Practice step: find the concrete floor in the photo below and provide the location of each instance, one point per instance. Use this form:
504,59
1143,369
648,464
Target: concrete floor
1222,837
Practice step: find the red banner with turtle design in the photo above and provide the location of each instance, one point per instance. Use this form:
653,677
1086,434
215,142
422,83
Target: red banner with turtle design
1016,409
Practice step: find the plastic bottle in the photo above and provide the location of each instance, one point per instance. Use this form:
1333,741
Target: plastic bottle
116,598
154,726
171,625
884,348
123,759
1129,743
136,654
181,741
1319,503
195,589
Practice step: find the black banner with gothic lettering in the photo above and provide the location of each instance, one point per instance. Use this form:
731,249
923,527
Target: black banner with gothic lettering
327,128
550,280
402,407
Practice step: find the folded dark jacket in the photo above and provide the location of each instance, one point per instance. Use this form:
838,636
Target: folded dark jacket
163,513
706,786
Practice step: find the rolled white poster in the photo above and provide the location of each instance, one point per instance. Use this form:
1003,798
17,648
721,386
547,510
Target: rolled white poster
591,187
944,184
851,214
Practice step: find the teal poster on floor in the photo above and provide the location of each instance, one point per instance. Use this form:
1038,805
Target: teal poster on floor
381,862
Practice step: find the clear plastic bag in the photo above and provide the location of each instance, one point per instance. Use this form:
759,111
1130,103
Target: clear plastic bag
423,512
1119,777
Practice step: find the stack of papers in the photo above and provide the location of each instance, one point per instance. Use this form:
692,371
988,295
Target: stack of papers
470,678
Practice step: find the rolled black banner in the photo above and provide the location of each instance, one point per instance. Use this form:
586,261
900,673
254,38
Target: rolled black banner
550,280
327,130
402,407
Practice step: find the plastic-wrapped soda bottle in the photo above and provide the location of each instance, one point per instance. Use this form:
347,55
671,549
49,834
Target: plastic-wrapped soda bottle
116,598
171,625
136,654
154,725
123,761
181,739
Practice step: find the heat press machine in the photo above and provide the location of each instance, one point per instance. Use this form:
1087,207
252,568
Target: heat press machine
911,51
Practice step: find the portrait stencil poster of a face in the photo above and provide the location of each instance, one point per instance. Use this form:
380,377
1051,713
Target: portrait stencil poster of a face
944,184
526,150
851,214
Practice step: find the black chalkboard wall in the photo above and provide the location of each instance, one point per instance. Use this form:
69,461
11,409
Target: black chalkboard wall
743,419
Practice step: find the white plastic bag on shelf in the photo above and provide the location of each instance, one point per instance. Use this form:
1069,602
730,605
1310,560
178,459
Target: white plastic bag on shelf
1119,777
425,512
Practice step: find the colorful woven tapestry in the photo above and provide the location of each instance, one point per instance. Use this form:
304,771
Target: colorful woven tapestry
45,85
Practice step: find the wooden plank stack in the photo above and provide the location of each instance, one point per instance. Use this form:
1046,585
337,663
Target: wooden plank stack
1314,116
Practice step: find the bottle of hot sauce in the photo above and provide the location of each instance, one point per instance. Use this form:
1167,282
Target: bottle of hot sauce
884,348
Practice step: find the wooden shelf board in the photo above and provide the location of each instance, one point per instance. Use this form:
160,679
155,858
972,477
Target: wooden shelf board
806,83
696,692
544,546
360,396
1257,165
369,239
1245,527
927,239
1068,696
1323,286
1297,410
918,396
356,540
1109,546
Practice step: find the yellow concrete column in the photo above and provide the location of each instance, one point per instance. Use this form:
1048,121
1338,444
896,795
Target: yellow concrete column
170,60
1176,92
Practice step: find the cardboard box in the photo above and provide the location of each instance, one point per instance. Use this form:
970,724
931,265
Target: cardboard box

# # # #

*Exercise goal*.
Retype the listing exactly, in full.

*Task output*.
Practice step: find the concrete floor in the photo below and provide the location of each instance, one point per instance. Use this form:
504,59
1143,369
648,464
Target: concrete floor
1222,837
Practice step: find the red banner with turtle design in the photo above and provide the location of each instance, one point per instance. Use this form:
653,677
1086,434
215,142
422,83
Target: red banner with turtle design
1016,409
Practice step: find the plastic bottle in the photo above and provide the location of each instance, one point per instance. Use this form:
1333,741
Target: plastic bottle
116,598
154,726
171,625
884,348
123,759
1129,743
136,654
181,741
1319,503
195,589
Practice step: find the black banner with gothic lettering in the photo above and provide the location of each instance, one point per instance. Use this form:
731,249
923,527
Target: black banner with gothic lettering
327,128
550,280
402,407
Practice step: find the folded dark jacket in the photo above and provide the location of each instance, one point per instance. Use this form:
838,636
Target: folded dark jacket
163,513
706,786
Practice step: find the rolled white poster in the photo above and provide the location of each instance, one point per instance. Use this form:
1003,798
17,648
721,386
547,510
Target: rolled white poster
591,187
944,184
851,214
Practice step: find the teal poster on floor in the photo above and provide the location of each instance, one point per instance. Use this form:
1038,805
Target: teal poster on floor
381,862
Practice step: find the clear plastic bag in the photo above and provide the location of each instance, one point per instance. Use this form:
759,111
1130,103
Target: clear plastic bag
423,512
1119,777
Practice step: find the stack of papers in the photo above and provide the location of each instance, one point per instance. Use this form:
692,371
988,295
Target: stack of papers
470,678
Practice step: find the rolled black banner in the photo above and provide the location of each instance, one point per instance. Use this form:
586,261
900,673
254,38
Target: rolled black banner
550,280
327,130
402,407
Practice step: find the plastic-wrapped soda bottle in the photo above and provide the location of each instance, one point per instance. Use this form:
347,55
671,549
49,834
Target: plastic-wrapped soda bottle
116,598
171,625
136,654
154,725
123,761
181,739
Practice step: find the heat press machine in the photo above and provide the location of each instance, one point per instance. Use this form:
1087,207
252,568
Target: heat press machine
911,51
Practice step: find the portrait stencil poster of a face in the photo above and provide the location of each instance, one point per instance. Use this form:
380,377
1051,713
Target: portrait stencil poster of a face
944,184
526,150
851,214
Practice step: find the black chalkboard wall in the photo above and provide the location of each instance, one point per instance. Use this form:
69,461
11,409
Target: black chalkboard wall
743,419
Practice step: find the white plastic bag on shelf in the photo above and provide the location of each instance, one point per instance. Use this form:
1069,602
730,605
1310,560
178,459
Target: white plastic bag on shelf
1119,777
425,512
Practice step: find the colorful woven tapestry in the photo above and provide the location of each instance, one point per instance. Use this form:
304,771
Target: colorful woven tapestry
45,85
Practice step: find the wooden plank stack in the photo above and provide the location of each instance, one point per instance. Use this form:
1046,585
337,663
Target: wooden plank stack
1314,116
Practice step: find the bottle of hot sauce in the photo above and provide the location of each instance, one point per instance. Use this form:
1167,282
Target: bottle of hot sauce
884,348
Practice step: find the wooden shelf board in the photo above and provide the location of each instance, one point per instance. Use this form:
160,679
155,858
972,477
Target: wooden shelf board
806,83
696,692
544,546
360,396
1257,165
369,239
1245,527
927,239
1068,696
1323,286
1297,410
918,396
356,540
1109,546
Practice step: find the yellow concrete column in the photo above and provide the location of each instance, one point per instance. Use this form:
1048,121
1338,444
896,795
Target: yellow concrete column
170,60
1176,92
Practice step: find the cardboard box in the photo above and provide the location of each instance, one point per instance. Use this form:
970,724
931,265
Target: cardboard box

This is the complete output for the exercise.